**TASK STATEMENT**: Write out the lines below again, swapping "chair" for "stool" everywhere and leaving everything else as it is.

[Records of labeled points]
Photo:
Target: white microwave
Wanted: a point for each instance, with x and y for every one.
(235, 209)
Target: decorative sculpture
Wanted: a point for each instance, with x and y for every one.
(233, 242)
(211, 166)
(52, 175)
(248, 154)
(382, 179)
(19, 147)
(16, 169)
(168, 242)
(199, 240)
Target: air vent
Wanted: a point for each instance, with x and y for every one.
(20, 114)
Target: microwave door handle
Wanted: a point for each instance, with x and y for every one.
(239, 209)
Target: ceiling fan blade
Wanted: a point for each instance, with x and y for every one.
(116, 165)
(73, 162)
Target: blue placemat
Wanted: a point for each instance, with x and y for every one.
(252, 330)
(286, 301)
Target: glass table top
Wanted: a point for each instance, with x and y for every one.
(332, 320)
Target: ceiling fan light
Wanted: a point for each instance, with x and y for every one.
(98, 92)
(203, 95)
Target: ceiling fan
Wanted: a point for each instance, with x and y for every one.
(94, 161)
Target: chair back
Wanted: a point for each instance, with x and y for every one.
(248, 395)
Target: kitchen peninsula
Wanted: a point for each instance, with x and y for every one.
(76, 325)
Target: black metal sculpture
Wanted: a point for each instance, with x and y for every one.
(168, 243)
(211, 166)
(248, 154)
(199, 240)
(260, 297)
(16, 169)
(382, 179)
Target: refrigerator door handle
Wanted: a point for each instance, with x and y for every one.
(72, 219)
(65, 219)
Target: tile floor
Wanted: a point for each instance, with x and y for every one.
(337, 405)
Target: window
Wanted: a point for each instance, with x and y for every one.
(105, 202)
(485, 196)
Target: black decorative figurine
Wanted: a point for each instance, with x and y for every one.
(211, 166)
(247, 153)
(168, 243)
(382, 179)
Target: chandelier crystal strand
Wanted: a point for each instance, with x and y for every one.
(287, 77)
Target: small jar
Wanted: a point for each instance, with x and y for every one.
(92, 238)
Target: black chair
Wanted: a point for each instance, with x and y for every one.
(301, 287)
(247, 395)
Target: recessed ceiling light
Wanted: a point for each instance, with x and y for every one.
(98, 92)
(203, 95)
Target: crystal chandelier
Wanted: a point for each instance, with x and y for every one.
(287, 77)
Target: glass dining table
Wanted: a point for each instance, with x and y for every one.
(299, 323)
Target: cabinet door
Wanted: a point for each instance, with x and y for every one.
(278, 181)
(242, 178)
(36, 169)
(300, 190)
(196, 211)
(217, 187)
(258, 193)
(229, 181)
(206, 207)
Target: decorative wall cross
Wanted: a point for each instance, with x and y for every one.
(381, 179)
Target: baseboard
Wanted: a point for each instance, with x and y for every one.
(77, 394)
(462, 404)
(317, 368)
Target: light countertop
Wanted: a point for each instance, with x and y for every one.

**SOLUTION TO THIS TASK**:
Photo:
Target: white microwave
Wanted: a point for each instance, with x and y for every one.
(235, 209)
Target: decorative sculpture
Wanted: a point for each instance, with x and y for every one.
(233, 242)
(211, 166)
(52, 175)
(248, 154)
(382, 179)
(19, 147)
(16, 169)
(168, 242)
(199, 240)
Target: air vent
Wanted: a point for each instance, with x and y for every one.
(20, 114)
Target: microwave door handle
Wanted: a point for each instance, with x and y for every one.
(239, 209)
Target: ceiling fan blade
Wanted: a point for each instance, with x and y for every one.
(116, 165)
(73, 162)
Target: blue placemat
Wanted: a point for each instance, with x and y for every one.
(252, 330)
(286, 301)
Target: glass table top
Wanted: a point for each instance, with x and y for every one.
(332, 320)
Target: ceiling fan light
Wanted: a point for each instance, with x and y for every one.
(98, 92)
(203, 95)
Target: ceiling fan
Wanted: a point for each instance, with x and y for every one.
(94, 161)
Target: stool back
Wanted: a point for each instance, with x and y for every one.
(248, 395)
Target: kitchen peninsula
Wanted: a point for each instance, with x and y for every one.
(76, 325)
Target: black metal sculpture
Wanted: a point for each instance, with x and y for every one.
(168, 243)
(211, 166)
(248, 154)
(199, 240)
(260, 297)
(16, 169)
(382, 179)
Target: refrigerator door handle
Wanted: a point for each instance, with x and y for every one.
(72, 219)
(65, 219)
Target: tile floor
Wanted: a point for each instance, with x and y for every one.
(337, 405)
Target: window
Wanted: a point for each instance, with x and y for every one.
(105, 202)
(485, 196)
Target: black decorative figurine
Wanted: a point for each instance, with x and y for every one.
(211, 166)
(247, 153)
(168, 243)
(382, 179)
Target: chandelier crystal strand
Wanted: a point for each instance, with x and y for every one.
(287, 77)
Target: small jar
Wanted: a point for each instance, with x and y for every one.
(92, 238)
Target: black stool
Wanted: a point for each instance, with x and y for every one.
(301, 287)
(247, 395)
Target: recessed ceiling light
Wanted: a point for each instance, with x and y for every one.
(98, 92)
(203, 95)
Target: crystal chandelier
Wanted: a point for each instance, with x and y for every one.
(287, 77)
Target: glass dining table
Wanted: a point for each instance, with x and y for every one.
(299, 323)
Target: cabinet door
Wanted: a point for each instance, with x and y for every one.
(278, 181)
(242, 178)
(36, 169)
(300, 190)
(196, 211)
(217, 187)
(258, 193)
(229, 181)
(206, 207)
Target: decorative wall cross
Wanted: a point for each instance, with x and y for every one.
(381, 179)
Target: baseboard
Wanted: a point for each instance, with x and y for every one.
(77, 394)
(462, 404)
(317, 368)
Target: light countertop
Wanted: a point for each instance, with x and y for every one.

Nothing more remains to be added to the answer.